[Extrait du document]
Le docteur Deslon lui-même fit part de cette prédiction à monseigneur le comte d'Artois, dont il avait l'honneur d'être le médecin ordinaire, et qui lui demandait en riant des nouvelles de ses succès magnétiques. A la manière dont le pauvre docteur avait été frappé de cette triste prophétie, il ne serait pas bien étonnant que le trouble de şon imagination n'en eût hâté l'accomplissement, et qu'il n'ait péri ainsi victime de sa propre folie.

OCTOBRE 1786.

ON a donné, le jeudi 24 août, sur le théâtre Français, la première représentation des Amours de Bayard, drame héroïque en prose et en trois actes, mêlé d'intermèdes, de M. Monvel, l'auteur de Clémentine et Désormes, de l'Amant Bourru, de Blaise et Babet, etc. etc. C'est un petit roman de M. Mayer, inséré, en 1780, dans la Bibliothèque des Romans, qui a fourni le fond de ce nouveau drame.

[Tâches à réaliser]
[A] Dressez la liste de toutes les œuvres que l'extrait attribue à M. Monvel.
[B] Répondez à ces questions d'après l'extrait :
(i) De qui le docteur Deslon était-il le médecin ordinaire ?
(ii) Sur quel théâtre a eu lieu la première représentation des Amours de Bayard ?
(iii) En quelle année le petit roman de M. Mayer a-t-il été inséré dans la Bibliothèque des Romans ?
Les données placées ici forment un ensemble distinct de l'extrait.

[Échantillon de données]
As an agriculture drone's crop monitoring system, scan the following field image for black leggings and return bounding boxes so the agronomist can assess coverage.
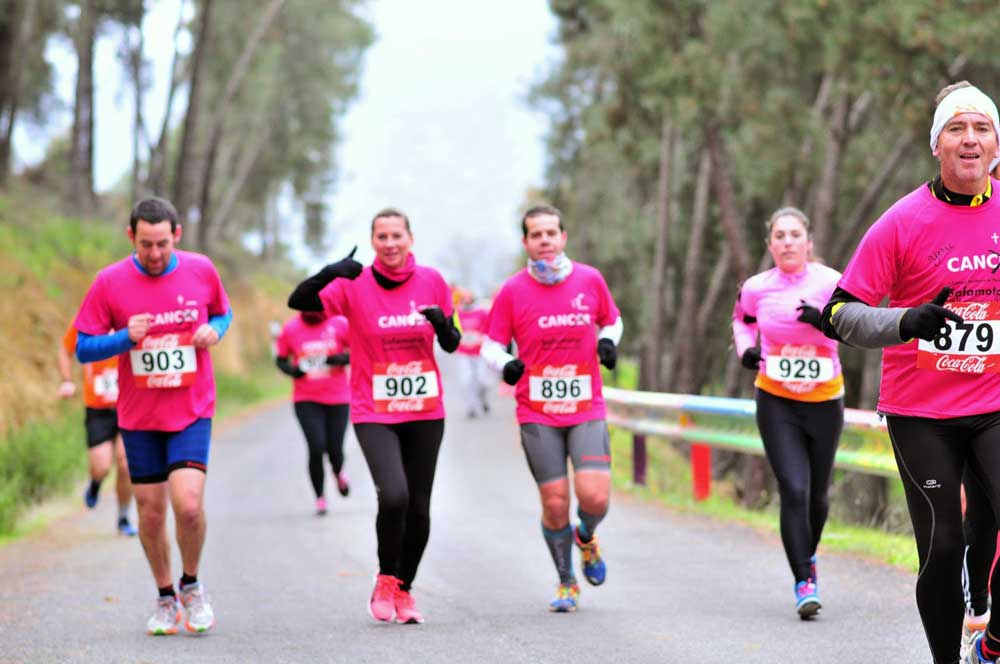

[Résultats par tâche]
[A]
Les Amours de Bayard
Clémentine et Désormes
l'Amant Bourru
Blaise et Babet

[B]
(i) De monseigneur le comte d'Artois.
(ii) Sur le théâtre Français.
(iii) En 1780.